> Requirement: Retype nothing but the lines from the start of the material up to and including the line with "Find the floral". Pictures don't belong in the copy.

> Data supplied:
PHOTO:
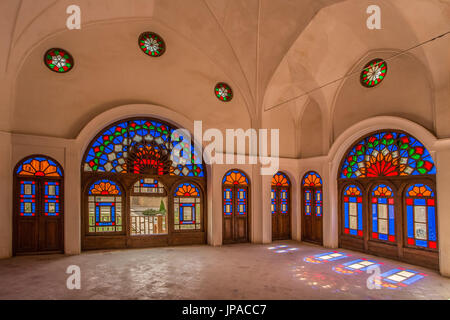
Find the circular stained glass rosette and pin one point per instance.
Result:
(374, 72)
(58, 60)
(152, 44)
(223, 92)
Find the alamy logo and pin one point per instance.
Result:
(74, 20)
(374, 21)
(74, 280)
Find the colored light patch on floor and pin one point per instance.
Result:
(326, 257)
(355, 266)
(397, 278)
(283, 249)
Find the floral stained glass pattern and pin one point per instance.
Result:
(235, 177)
(353, 220)
(421, 217)
(152, 44)
(58, 60)
(187, 207)
(383, 213)
(105, 187)
(387, 154)
(312, 179)
(187, 190)
(39, 167)
(143, 146)
(105, 207)
(280, 180)
(373, 73)
(223, 92)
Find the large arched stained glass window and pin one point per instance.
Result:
(38, 206)
(143, 146)
(353, 217)
(392, 212)
(187, 207)
(383, 213)
(387, 154)
(105, 207)
(421, 216)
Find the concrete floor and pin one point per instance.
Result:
(277, 271)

> Worked solution:
PHOTO:
Find the circular stained glass rosette and pin one point per instance.
Result:
(374, 72)
(58, 60)
(152, 44)
(223, 92)
Find the alamy logo and pin one point per instance.
Result:
(74, 20)
(374, 21)
(74, 280)
Find the colored light patch on floor and pin one point per instance.
Result:
(326, 257)
(355, 266)
(397, 278)
(283, 249)
Find the floral stained glass pattern and pin one point per instance.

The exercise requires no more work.